== Stated exercise ==
Reproduce the lines below word for word, starting at the line that contains "For every instance of the white rushing" and ending at the line that contains "x=1197, y=465", with both of those lines included.

%%

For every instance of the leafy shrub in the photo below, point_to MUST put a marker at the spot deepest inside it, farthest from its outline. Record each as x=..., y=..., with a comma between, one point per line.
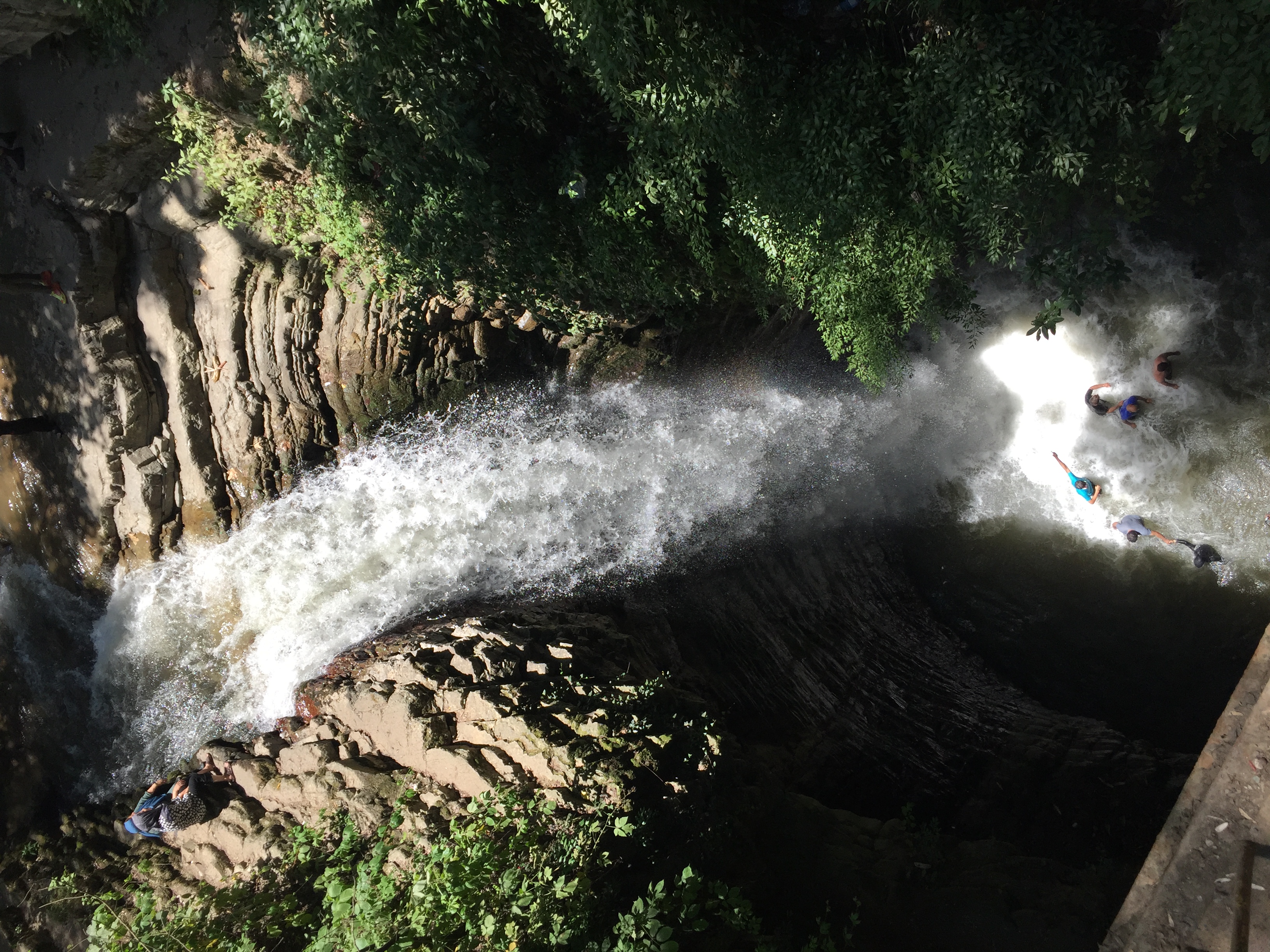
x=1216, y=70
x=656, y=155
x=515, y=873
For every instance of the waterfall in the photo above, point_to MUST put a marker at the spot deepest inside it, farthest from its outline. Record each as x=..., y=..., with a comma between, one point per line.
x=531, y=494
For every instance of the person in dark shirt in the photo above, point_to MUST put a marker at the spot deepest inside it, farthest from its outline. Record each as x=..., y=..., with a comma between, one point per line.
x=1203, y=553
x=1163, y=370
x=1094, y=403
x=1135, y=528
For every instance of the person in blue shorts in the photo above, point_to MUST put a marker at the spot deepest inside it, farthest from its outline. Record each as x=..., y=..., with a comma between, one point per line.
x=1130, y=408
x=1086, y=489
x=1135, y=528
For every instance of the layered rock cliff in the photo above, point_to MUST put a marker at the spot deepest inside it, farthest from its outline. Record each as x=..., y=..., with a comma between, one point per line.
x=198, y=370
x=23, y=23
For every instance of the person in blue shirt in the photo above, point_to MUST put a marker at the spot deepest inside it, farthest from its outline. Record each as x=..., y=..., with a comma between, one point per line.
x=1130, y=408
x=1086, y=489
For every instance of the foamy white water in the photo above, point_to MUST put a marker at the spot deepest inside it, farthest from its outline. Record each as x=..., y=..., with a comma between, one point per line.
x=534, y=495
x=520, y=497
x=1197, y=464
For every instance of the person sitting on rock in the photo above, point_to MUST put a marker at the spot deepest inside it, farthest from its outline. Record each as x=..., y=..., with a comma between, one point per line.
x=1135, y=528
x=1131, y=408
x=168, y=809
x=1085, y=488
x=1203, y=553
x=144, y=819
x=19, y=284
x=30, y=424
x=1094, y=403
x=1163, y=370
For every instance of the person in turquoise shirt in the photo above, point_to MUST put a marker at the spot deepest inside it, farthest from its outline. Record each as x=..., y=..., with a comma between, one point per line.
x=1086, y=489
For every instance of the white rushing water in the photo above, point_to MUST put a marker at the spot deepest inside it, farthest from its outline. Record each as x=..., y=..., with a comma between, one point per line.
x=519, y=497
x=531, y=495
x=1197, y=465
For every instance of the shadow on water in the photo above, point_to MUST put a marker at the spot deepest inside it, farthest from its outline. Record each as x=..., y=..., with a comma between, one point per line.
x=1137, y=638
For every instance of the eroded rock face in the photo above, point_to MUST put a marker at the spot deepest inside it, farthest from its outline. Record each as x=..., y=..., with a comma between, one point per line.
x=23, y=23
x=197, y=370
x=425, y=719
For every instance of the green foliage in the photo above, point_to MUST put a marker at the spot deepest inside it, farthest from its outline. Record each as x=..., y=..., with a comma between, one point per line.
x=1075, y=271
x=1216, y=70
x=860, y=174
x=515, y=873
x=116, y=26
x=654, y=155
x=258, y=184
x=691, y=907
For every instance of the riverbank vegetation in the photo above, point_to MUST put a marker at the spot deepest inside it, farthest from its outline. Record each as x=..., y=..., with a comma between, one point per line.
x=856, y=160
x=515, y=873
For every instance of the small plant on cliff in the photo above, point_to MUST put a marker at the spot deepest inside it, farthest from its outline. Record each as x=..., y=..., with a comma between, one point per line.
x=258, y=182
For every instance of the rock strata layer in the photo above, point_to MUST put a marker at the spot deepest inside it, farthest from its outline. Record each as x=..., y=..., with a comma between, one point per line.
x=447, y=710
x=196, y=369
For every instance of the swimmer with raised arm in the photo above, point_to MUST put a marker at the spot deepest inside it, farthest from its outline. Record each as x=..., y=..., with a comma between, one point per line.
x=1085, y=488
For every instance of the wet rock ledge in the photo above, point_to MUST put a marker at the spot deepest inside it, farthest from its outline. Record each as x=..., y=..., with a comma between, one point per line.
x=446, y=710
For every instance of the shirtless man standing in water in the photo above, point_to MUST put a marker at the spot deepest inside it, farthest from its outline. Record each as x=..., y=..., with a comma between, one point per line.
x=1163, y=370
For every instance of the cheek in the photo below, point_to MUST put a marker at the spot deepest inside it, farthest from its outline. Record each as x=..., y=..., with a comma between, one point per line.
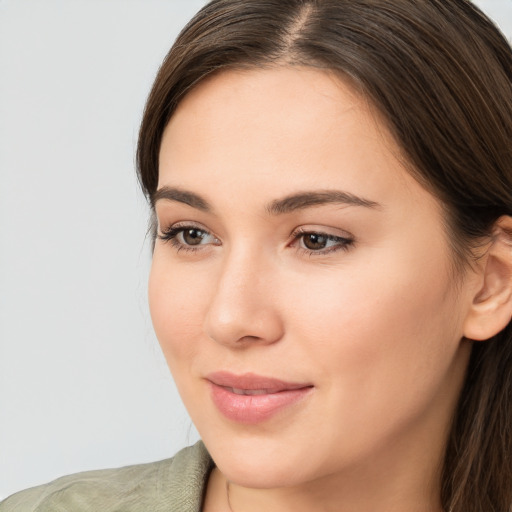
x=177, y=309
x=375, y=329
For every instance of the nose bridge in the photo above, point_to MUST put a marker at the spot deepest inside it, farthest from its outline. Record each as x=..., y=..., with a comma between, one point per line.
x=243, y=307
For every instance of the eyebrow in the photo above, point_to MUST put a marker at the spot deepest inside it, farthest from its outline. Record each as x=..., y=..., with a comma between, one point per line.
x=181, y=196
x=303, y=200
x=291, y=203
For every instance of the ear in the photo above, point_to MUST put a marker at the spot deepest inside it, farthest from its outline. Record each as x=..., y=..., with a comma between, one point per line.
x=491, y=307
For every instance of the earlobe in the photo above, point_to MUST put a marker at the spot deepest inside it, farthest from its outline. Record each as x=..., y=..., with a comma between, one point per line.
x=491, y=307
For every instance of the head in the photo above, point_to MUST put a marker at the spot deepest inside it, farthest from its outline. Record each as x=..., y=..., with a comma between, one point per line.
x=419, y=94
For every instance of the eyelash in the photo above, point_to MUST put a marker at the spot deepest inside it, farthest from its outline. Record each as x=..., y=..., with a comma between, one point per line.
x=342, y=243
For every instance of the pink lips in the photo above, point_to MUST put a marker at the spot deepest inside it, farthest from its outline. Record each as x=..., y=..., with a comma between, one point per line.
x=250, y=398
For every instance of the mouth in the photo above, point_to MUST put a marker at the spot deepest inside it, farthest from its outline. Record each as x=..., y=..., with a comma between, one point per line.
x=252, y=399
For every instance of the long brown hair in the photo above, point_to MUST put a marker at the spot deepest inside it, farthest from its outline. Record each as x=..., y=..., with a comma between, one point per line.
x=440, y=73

%%
%%

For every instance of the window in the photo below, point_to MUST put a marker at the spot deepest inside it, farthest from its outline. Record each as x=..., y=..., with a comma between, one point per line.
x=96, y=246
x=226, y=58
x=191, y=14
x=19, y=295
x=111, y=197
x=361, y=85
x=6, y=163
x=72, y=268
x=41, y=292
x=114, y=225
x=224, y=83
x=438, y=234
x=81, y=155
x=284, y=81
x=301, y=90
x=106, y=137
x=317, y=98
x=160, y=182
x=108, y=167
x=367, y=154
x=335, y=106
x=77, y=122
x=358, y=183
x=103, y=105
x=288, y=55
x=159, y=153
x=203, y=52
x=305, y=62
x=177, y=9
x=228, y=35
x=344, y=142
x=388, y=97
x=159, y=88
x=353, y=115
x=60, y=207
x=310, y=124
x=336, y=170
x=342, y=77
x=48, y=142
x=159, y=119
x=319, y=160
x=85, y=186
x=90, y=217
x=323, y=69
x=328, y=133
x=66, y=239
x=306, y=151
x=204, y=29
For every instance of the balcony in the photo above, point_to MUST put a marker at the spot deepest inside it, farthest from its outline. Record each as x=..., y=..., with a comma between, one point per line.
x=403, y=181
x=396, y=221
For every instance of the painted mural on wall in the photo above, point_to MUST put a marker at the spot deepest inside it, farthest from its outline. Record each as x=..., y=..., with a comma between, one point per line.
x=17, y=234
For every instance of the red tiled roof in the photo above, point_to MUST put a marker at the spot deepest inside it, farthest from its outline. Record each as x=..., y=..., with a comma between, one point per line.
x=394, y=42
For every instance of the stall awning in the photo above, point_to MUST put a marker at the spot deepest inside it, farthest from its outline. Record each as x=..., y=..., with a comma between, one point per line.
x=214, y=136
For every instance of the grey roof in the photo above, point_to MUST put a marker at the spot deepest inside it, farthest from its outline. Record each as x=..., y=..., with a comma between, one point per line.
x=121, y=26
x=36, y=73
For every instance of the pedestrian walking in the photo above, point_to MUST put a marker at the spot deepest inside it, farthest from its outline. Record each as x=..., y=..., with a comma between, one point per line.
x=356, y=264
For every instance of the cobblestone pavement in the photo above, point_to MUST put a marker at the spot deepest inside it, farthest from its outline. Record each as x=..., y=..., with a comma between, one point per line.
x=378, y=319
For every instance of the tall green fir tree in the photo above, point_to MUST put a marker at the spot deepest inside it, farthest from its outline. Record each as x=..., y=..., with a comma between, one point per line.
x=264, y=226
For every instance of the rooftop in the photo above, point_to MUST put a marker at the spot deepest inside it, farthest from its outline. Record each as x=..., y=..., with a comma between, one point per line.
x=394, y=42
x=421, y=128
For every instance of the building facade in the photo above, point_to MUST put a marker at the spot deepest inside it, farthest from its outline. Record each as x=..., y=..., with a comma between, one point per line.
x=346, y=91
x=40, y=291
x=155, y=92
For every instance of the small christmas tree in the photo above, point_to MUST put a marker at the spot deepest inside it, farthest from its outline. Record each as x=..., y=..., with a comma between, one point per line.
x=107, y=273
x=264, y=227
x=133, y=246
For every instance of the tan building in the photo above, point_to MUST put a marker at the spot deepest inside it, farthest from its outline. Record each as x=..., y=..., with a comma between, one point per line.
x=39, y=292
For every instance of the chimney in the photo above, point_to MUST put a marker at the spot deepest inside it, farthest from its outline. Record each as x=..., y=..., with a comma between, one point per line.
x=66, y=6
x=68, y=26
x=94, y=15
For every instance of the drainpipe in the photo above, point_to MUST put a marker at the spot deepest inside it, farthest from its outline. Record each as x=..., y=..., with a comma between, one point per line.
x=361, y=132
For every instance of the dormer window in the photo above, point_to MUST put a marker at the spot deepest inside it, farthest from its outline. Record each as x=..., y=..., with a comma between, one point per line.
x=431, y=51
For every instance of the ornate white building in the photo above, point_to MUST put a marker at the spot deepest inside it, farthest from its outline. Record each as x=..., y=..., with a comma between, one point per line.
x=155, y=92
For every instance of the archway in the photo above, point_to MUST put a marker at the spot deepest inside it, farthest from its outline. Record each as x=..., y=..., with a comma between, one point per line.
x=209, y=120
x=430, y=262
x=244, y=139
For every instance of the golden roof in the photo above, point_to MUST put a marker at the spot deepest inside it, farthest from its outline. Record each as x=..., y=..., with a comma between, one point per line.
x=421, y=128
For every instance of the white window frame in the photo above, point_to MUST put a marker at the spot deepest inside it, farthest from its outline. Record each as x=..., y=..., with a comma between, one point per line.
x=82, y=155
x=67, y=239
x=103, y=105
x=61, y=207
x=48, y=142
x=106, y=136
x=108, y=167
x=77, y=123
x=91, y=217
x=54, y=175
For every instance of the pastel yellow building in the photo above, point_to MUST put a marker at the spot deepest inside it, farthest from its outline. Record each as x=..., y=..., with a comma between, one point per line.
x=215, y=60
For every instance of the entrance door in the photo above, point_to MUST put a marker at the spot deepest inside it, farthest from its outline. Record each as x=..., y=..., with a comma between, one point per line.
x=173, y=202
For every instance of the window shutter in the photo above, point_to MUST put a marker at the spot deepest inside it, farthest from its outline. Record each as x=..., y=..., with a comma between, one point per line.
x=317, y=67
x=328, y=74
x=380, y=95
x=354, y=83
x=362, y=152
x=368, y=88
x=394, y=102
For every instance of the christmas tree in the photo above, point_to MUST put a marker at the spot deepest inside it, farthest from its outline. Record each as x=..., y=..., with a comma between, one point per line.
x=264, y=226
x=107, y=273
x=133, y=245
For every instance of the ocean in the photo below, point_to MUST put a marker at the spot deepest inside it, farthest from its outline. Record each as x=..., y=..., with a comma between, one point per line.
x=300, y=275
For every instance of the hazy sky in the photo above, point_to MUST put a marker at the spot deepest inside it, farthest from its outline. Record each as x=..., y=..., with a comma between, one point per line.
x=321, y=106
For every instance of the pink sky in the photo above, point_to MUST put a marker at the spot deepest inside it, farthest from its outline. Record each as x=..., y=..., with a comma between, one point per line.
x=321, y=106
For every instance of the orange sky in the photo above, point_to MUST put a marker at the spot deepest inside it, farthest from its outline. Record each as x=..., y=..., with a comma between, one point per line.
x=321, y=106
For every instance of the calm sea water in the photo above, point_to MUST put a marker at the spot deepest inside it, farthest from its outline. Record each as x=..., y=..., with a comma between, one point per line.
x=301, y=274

%%

== Exercise output ==
For every instance of the white rushing water in the photo above, point_to MUST put a marker at the spot deepest inside it, farthest from its outline. Record each as x=..., y=..., with a comma between, one point per line.
x=519, y=497
x=531, y=495
x=1197, y=465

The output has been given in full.